## What is expected
Each line below is to be copied exactly as it appears.
***** Data in this exercise
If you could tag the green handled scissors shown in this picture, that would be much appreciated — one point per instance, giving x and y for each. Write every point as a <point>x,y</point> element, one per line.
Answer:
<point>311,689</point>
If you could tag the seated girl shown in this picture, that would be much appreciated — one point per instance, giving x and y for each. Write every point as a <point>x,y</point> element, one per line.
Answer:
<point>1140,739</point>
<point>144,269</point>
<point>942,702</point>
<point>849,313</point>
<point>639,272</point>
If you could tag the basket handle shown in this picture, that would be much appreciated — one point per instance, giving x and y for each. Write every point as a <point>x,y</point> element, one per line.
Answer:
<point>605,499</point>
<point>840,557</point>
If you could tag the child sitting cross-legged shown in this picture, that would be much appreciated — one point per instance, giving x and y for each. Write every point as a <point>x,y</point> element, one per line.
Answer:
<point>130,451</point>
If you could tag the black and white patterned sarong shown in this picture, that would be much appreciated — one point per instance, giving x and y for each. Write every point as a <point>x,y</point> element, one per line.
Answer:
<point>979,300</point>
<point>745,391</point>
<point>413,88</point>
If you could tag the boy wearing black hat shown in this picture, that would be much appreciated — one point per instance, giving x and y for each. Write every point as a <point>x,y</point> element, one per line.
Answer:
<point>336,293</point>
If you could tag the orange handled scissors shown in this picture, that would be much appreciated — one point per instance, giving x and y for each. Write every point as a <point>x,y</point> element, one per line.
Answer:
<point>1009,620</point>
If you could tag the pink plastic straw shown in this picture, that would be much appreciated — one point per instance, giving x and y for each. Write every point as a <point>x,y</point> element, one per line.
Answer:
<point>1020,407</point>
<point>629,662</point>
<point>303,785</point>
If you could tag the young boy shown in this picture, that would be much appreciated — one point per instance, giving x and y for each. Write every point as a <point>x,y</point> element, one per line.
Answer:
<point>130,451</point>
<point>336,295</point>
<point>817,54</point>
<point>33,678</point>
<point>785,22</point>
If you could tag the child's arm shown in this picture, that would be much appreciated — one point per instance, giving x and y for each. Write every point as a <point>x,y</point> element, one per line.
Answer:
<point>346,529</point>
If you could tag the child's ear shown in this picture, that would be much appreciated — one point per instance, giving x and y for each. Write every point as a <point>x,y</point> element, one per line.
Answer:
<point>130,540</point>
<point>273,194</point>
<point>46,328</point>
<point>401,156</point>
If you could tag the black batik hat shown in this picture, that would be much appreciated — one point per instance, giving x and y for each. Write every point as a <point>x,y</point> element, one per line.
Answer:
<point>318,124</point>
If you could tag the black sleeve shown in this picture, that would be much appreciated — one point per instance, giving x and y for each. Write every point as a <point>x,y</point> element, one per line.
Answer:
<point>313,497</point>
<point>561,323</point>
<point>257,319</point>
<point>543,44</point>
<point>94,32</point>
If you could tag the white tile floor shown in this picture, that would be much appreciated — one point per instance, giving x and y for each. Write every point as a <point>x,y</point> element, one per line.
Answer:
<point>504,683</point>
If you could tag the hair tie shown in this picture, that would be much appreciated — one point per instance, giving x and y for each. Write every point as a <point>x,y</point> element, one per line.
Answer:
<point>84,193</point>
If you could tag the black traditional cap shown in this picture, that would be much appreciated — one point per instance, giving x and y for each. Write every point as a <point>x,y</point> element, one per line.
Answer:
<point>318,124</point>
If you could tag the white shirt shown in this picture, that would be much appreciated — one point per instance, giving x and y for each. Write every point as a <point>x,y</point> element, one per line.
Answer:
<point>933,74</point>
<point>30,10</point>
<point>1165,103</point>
**********
## Result of the exercise
If you could tag the green handled scissors shown in this picture, that would be much appreciated — one point per instance, giving x and y for each. Write every point as a <point>x,y</point> element, one per line.
Answer:
<point>311,689</point>
If you could tag the seated girl shown in this picture, that would be much appreciated — one point per instance, giving x and y for each. Write every point as a <point>x,y</point> element, one per line.
Answer:
<point>1140,739</point>
<point>144,269</point>
<point>942,702</point>
<point>849,313</point>
<point>639,272</point>
If you could tag the basket handle shown in this picture, that would be much appreciated — one point per instance, giving x and y for each. Write every point as a <point>x,y</point> element, one per line.
Answer:
<point>605,499</point>
<point>840,557</point>
If you could tag the child sitting cross-legged shown in this picture, that would be much appreciated — one point per instance, giving x and y for each. Write every point as a <point>x,y</point> element, one per line.
Answer:
<point>130,451</point>
If you could tag the black and white patterned sarong shown in this picture, that would be much appreciated — one point per instance, giving x and y for each. Write every point as a <point>x,y</point> element, one per line.
Answer:
<point>979,300</point>
<point>745,391</point>
<point>413,88</point>
If you could tag the boy wearing black hat shown in this picture, that would be much appreciated — one point per instance, giving x and y for each. Write every point as a <point>x,y</point> element, one per line.
Answer:
<point>336,293</point>
If you could tag the orange handled scissors shown in this picture, that would be much appreciated — one point per instance, giving x and y for each. Write every point as a <point>x,y</point> element, one per line.
Answer:
<point>1009,620</point>
If you could tag the pink plastic straw shown in this picture, that would be much appreciated — one point per instance, giving x and y for each. Write every point as a <point>x,y</point> element, one per line.
Answer:
<point>1020,407</point>
<point>629,662</point>
<point>303,785</point>
If you could tag the young boy shown in this picture, that would be much appreciated — one point per instance, giving x and y for each. Write every point as a <point>x,y</point> element, one per line.
Answer:
<point>130,451</point>
<point>336,295</point>
<point>817,54</point>
<point>33,678</point>
<point>785,22</point>
If you could tag the child's arm shown in this picture, that would be much appreciated — one point per instance, giving x and y for each. Write every point as a <point>x,y</point> element, one per line.
Answer:
<point>346,529</point>
If you could tag the child's ear shown in this picture, that would be much appreciated — one point per instance, giving x and y for each. Write every point as a <point>x,y</point> element, one per line.
Answer:
<point>130,540</point>
<point>273,194</point>
<point>46,328</point>
<point>401,156</point>
If you could tag the black batik hat shown in this picture, that would be much appreciated — one point per instance, giving x and y for each. Write every point as a <point>x,y</point> element, one per line.
Answer:
<point>318,124</point>
If you could tag the black sleeve shown in this picture, that would be much appreciated — one point per instance, giving x and y for each. Write every point as a <point>x,y</point> element, one per line.
Answer:
<point>313,497</point>
<point>561,323</point>
<point>257,319</point>
<point>543,44</point>
<point>94,32</point>
If you could tag the white tile floor shown in this picture, that would be much appreciated — one point per instance, giving x and y for each. Write every point as a <point>x,y</point> element, one per line.
Answer:
<point>504,683</point>
If you could tag the hair tie shown in this picture, that would be much appreciated — one point per instance, giving x and y for each. Write every point as a <point>x,y</point> element, one per line.
Answer:
<point>84,193</point>
If you could tag the black traditional cap shown in this picture, that would be much appreciated — one point per instance, giving x and y for each. Write every point as a <point>x,y</point> element, one per line.
Answer:
<point>318,124</point>
If you could tag the white shirt shown in this picture, that would be much appreciated — one point per instance, giving x and y for each. Write every point as a <point>x,y</point> element, one per line.
Answer:
<point>933,74</point>
<point>30,10</point>
<point>1165,103</point>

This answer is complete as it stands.